--- Excerpt ---

The lowest value of the area under the ROC curve was found for the microcalcifications score for both operators (Table 1), which is in agreement with the well-known fact that microcalcifications are a highly specific sign of malignancy, but as they are not often encountered, this sign has low sensitivity and thus a low diagnostic performance.

Another issue that is still under debate is the interobserver variability. Park et al. in their study [26] found no interobserver agreement among three radiologists using free-hand compression with colour-coded qualitative elastography, concluding that the extent of compression influences the score. On the other hand, various studies found a good interobserver agreement: Merino et al. [32] and Ragazzoni et al. [33] employing a qualitative system that scored the nodules according to strain homogeneity found an excellent agreement between operators with a k = 0.82 (0.74-0.89) and a good accuracy (84 %, OR 29) and interobserver concordance (k test 0.643); Lim et al. [34], employing a semiquantitative quasistatic method based on carotid artery pulsation, found an overall agreement between operators ranging from good to very good.

The interobserver agreement between the two operators in this study assessed using Cohen's k was greater for the strain ratio measurements than for the CDUS features, being excellent for all features, but the highest for the strain ratio measurements (near to 1) and the lowest for the echogenicity score (0.83). However, we can remark that the performance of the expert operator was significantly better than that of the non-expert one (Table 1) for the strain ratio measurements and for the evaluation of the margins score and blood flow score. As in general ultrasound studies, with the semiquantitative Q-elastography method experience and being high up on the learning curve confer diagnostic improvements.

--- Data provided ---

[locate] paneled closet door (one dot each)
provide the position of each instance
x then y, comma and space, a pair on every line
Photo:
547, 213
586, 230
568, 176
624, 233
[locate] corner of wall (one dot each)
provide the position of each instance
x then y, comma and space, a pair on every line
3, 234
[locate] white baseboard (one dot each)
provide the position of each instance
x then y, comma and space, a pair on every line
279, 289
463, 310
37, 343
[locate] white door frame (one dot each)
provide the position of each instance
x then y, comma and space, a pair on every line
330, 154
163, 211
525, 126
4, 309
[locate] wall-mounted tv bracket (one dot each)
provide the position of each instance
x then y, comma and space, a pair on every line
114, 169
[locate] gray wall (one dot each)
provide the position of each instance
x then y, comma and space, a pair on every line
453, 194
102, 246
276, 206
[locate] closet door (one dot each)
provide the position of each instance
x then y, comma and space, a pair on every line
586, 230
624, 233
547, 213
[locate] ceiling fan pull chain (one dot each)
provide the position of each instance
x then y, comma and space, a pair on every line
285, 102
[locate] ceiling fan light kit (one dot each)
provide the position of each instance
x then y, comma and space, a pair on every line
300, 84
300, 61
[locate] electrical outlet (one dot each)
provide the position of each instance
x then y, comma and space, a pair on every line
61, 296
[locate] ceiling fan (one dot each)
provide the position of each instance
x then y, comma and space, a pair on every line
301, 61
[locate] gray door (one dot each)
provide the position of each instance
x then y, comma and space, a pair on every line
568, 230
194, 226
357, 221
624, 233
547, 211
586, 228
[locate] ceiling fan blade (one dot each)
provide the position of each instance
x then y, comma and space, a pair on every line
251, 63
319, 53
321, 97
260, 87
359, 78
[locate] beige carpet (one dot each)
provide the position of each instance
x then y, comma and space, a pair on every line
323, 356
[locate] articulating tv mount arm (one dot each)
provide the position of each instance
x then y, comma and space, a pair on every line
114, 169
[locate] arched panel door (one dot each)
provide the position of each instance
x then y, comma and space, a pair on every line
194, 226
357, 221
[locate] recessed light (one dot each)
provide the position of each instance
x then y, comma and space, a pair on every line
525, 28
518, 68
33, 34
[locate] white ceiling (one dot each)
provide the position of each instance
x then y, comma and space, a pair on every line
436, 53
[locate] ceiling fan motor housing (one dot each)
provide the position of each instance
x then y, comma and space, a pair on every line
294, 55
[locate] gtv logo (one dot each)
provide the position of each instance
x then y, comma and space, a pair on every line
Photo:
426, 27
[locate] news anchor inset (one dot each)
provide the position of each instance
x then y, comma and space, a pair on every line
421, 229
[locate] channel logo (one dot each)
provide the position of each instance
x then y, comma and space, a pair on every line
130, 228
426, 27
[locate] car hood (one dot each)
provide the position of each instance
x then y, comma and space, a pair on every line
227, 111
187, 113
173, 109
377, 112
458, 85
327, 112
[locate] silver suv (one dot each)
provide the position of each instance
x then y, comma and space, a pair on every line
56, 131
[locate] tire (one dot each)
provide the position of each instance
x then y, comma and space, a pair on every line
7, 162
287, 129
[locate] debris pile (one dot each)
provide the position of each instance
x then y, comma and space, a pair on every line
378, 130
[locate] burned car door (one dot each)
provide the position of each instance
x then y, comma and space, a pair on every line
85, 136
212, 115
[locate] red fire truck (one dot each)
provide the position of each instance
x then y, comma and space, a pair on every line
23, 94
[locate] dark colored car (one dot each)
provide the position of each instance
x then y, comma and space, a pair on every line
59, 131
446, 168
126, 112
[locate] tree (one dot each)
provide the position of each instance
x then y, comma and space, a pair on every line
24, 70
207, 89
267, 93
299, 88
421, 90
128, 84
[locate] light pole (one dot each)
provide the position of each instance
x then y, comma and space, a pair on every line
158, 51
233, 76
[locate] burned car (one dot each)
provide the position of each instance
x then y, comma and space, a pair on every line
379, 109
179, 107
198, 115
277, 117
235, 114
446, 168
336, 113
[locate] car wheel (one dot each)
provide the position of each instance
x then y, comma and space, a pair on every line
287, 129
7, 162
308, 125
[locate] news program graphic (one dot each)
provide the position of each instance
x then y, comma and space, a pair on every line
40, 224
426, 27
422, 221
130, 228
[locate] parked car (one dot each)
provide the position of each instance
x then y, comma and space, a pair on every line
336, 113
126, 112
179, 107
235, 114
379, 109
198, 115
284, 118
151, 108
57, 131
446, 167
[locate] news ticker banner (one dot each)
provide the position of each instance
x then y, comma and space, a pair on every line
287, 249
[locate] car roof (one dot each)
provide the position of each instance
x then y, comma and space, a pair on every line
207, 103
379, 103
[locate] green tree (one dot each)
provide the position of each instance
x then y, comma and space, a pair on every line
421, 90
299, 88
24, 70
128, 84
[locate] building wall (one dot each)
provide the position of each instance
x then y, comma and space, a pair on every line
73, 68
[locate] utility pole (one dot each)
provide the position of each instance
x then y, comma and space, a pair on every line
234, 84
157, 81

---

(Task objective)
Please continue the excerpt on elastography and interobserver agreement from its last sentence. The records have no connection to the text.

(Reply)
Although we operate in a referral centre, a variety of patients present to our department with a broad range of thyroid nodules (from low to high probability of malignancy), including many cases directly referred to us by the general practitioner as well. It was our aim to avoid a spectrum composition bias; thus, our patient inclusion criteria were not restricted to cases previously selected for FNAC or surgery. A limitation in this study is the need for off-line post-processing with an estimated time ranging between 3 and 5 min approximately for obtaining the strain ratio value.

In our opinion, areas that should be addressed for improvement in the method we employed are related to the following issues: the difficulty in providing harmonic dynamics of compression, with the resulting curve morphology; the positions of ROIs relative to each other–i.e. because the strain depends upon the depth of the ROI, the nodule ROI should be at the same depth of the gland ROI; ROIs should remain within the nodule during the whole cycle; tissue features (i.e. the presence of calcifications, cystic areas, thyroiditis). Solutions to these issues are required, and further studies with improved equipment and methods are needed in order to better validate Q-elastography and elastography for the thyroid nodules in general. Furthermore, pure quantitative techniques that seem promising, such as shear-wave elastography, could offer advantages and need to be tested on the thyroid.

According to the results of our study, we can conclude that Q-elastography is a valid and useful diagnostic method that helps to improve characterisation of thyroid nodules in order to select candidates for surgery and to follow up patients with benign features.